Recorded information:
·····
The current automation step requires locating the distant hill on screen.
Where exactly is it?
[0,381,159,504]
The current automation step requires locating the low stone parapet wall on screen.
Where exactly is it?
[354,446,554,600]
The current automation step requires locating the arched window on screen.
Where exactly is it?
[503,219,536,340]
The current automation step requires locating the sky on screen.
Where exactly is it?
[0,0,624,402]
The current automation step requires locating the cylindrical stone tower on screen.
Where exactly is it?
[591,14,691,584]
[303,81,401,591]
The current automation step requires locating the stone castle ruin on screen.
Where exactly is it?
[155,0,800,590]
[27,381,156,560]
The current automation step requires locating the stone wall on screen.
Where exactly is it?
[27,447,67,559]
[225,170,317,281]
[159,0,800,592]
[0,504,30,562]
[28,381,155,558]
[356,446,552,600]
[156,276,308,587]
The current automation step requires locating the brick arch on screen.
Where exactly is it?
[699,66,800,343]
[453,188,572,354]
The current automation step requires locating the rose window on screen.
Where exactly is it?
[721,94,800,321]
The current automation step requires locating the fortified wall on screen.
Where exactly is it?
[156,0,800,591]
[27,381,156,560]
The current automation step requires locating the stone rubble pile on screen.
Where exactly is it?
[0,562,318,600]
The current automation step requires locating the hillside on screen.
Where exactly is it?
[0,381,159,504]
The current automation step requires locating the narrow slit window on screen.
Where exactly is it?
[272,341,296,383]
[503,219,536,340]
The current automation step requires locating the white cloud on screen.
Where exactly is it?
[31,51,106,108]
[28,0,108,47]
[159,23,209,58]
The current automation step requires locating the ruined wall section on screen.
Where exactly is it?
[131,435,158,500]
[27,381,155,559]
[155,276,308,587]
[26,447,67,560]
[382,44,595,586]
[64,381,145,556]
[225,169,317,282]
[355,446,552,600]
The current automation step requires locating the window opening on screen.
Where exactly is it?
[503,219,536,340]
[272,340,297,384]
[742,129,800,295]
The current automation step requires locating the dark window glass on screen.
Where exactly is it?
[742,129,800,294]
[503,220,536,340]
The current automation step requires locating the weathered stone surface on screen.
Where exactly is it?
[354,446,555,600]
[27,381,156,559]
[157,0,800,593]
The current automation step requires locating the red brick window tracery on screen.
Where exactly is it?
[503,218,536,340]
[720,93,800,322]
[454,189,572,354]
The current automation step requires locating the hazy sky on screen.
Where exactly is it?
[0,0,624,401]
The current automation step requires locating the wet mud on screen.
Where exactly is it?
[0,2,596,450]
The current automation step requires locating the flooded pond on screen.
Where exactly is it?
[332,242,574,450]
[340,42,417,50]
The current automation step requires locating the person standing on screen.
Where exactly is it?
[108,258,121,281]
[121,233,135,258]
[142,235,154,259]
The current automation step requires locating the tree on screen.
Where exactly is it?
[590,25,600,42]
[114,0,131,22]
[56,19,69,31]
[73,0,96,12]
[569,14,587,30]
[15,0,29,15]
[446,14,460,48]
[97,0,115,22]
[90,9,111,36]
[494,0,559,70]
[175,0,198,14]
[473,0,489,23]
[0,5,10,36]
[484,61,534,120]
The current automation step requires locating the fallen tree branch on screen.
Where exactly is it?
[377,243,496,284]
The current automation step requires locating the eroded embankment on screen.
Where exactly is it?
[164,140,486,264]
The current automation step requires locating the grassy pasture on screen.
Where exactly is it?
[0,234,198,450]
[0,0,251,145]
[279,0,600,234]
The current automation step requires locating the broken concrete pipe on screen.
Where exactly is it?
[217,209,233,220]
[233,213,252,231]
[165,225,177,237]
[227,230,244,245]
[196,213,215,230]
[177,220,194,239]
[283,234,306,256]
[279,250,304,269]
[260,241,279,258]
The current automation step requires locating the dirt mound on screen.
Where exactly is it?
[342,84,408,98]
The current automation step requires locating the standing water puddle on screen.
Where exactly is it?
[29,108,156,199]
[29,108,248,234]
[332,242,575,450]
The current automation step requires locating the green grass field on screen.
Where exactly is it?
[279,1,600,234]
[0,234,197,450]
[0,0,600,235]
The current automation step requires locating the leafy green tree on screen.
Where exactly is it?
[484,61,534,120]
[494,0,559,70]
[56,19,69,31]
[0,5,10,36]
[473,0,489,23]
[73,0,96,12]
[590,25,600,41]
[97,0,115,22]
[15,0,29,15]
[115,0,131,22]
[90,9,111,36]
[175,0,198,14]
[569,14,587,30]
·····
What is needed: Gather every line of the material above that contains the word "window". Matching is case-sensitive.

Solved problem:
The current automation step requires locating the arched window on screen.
The current automation step requires locating the rose window on screen.
The current automation step requires locating the narrow slit window on screen.
The current automation step requires locating the window opening on screen.
The current automation step requires locating the dark window glass on screen.
The current automation step requires locating the red brick window tracery on screen.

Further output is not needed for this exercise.